• [Exercise]: Quote the lines below exactly, from the one that holds "Annotation guideline: for every instance of the sink, put" through the final line of the records, and only those.

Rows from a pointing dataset
----
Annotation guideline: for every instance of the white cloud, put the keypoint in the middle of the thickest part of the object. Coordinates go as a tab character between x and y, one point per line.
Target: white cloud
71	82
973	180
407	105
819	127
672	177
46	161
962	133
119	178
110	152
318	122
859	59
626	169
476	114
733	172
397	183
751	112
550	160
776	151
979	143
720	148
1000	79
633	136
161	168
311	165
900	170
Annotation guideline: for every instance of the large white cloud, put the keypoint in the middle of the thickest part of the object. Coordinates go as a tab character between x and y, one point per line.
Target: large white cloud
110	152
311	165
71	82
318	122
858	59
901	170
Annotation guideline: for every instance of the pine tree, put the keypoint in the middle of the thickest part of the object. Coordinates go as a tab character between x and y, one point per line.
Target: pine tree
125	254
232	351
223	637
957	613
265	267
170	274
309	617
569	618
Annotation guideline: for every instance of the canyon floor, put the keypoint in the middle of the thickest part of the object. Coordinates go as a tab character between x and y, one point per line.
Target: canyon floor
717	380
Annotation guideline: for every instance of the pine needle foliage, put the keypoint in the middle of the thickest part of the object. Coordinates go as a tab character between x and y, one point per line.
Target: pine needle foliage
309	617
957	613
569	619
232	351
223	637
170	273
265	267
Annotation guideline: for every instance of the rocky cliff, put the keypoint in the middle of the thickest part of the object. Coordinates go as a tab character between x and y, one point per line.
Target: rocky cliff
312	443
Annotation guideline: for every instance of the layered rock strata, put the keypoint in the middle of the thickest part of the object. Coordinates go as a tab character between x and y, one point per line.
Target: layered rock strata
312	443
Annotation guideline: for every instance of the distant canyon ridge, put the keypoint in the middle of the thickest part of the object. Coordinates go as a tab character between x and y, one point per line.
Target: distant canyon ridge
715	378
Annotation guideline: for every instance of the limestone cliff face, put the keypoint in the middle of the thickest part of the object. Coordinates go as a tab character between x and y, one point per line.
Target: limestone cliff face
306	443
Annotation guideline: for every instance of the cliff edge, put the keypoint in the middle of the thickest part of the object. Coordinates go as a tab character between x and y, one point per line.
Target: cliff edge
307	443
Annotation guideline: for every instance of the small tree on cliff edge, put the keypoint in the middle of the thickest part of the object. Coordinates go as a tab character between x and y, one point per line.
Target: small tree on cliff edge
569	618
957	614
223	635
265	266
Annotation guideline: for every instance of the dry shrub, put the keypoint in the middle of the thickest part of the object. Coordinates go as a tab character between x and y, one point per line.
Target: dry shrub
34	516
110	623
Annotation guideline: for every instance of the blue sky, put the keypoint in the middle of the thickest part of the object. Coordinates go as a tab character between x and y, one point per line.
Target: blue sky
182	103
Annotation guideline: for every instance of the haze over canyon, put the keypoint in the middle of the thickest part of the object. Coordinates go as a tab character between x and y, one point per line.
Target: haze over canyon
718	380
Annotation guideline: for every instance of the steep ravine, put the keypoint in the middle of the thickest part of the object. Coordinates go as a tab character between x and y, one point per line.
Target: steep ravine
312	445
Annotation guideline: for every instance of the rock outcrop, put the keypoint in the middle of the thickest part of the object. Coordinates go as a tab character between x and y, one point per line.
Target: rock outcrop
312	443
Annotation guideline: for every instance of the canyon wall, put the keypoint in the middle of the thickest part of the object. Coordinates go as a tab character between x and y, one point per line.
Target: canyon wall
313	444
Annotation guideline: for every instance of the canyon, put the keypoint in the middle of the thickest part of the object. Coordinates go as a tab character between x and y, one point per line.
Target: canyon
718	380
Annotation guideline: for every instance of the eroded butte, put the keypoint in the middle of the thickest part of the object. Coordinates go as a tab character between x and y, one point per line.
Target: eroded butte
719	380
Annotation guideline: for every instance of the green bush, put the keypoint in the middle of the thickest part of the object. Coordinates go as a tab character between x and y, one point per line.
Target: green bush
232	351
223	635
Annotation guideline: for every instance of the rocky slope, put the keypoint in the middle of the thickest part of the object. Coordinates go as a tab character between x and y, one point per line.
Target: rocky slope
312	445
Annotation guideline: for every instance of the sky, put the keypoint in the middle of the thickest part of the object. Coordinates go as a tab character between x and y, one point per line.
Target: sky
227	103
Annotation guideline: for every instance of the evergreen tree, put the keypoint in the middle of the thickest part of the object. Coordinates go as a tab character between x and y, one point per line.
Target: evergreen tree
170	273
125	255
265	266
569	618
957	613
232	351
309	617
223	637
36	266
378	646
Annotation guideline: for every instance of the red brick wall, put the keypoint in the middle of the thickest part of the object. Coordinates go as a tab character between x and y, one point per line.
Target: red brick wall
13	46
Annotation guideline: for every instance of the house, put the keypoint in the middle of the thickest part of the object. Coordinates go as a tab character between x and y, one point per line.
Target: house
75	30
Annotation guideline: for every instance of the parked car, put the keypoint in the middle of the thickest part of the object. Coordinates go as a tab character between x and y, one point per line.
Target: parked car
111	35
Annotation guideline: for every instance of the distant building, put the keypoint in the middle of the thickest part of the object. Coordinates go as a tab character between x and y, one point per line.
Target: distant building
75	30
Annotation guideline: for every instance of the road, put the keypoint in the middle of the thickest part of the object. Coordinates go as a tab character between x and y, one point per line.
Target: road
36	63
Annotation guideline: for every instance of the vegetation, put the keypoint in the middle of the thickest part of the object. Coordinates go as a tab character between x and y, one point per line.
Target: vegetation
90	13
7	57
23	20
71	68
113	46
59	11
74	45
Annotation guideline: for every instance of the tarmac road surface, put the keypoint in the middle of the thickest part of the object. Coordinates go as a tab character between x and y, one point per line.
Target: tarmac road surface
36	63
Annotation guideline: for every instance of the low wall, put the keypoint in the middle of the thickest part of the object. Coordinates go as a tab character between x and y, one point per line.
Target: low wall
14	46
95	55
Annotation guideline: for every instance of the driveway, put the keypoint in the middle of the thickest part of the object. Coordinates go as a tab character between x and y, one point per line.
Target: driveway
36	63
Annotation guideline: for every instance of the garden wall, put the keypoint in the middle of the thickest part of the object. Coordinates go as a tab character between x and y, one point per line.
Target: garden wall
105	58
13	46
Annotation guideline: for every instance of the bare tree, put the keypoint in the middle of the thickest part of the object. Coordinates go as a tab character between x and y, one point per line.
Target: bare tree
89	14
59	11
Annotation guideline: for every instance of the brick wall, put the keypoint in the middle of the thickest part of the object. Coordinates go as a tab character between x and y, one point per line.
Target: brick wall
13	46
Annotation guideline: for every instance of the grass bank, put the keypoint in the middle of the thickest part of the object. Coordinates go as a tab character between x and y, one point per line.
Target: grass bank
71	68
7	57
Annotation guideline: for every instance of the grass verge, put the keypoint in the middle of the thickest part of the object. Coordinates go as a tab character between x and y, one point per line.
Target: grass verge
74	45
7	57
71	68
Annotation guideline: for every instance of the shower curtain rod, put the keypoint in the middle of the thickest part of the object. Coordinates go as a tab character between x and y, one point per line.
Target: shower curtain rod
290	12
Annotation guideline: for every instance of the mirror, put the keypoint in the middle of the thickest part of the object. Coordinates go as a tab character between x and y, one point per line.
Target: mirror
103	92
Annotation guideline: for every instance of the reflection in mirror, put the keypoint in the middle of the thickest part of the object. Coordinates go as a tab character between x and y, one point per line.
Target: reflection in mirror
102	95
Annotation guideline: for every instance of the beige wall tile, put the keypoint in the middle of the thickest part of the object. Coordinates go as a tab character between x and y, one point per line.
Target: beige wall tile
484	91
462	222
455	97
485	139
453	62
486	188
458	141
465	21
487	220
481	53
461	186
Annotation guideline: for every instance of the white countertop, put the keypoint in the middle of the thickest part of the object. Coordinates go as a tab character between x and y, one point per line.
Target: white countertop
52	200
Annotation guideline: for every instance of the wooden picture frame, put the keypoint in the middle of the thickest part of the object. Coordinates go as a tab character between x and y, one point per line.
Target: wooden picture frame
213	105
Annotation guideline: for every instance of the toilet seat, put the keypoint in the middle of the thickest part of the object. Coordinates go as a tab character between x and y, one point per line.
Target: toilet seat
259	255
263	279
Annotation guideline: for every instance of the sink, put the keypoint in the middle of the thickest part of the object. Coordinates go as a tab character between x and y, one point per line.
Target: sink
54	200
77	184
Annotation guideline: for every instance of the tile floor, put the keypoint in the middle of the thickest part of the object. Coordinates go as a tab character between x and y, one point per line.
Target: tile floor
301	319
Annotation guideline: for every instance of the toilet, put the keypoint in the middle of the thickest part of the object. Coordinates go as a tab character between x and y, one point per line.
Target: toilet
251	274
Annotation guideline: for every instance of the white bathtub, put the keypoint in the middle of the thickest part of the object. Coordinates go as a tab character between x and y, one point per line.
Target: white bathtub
----
• [Task response]:
Annotation guideline: for every instance of the sink, put the keypoint in the middle of the thickest part of the object. Coordinates go as a tab character between x and y, one point per line.
Target: sink
54	200
77	184
Annotation guideline: for every instance of the tile floor, put the keypoint in the middle of the thickest part of the object. Coordinates go as a tab character between x and y, one point per line.
Target: tile floor
301	319
Annotation guideline: for every instance of the toilet, put the keypoint in the middle of the thickest part of the object. Coordinates go as a tab character between x and y, one point per line.
Target: toilet
251	274
Annotation guideline: for every instance of the white bathtub, put the keypoint in the middle of the thickest part of the object. Coordinates go as a tab character between x and y, one point per line.
Target: white bathtub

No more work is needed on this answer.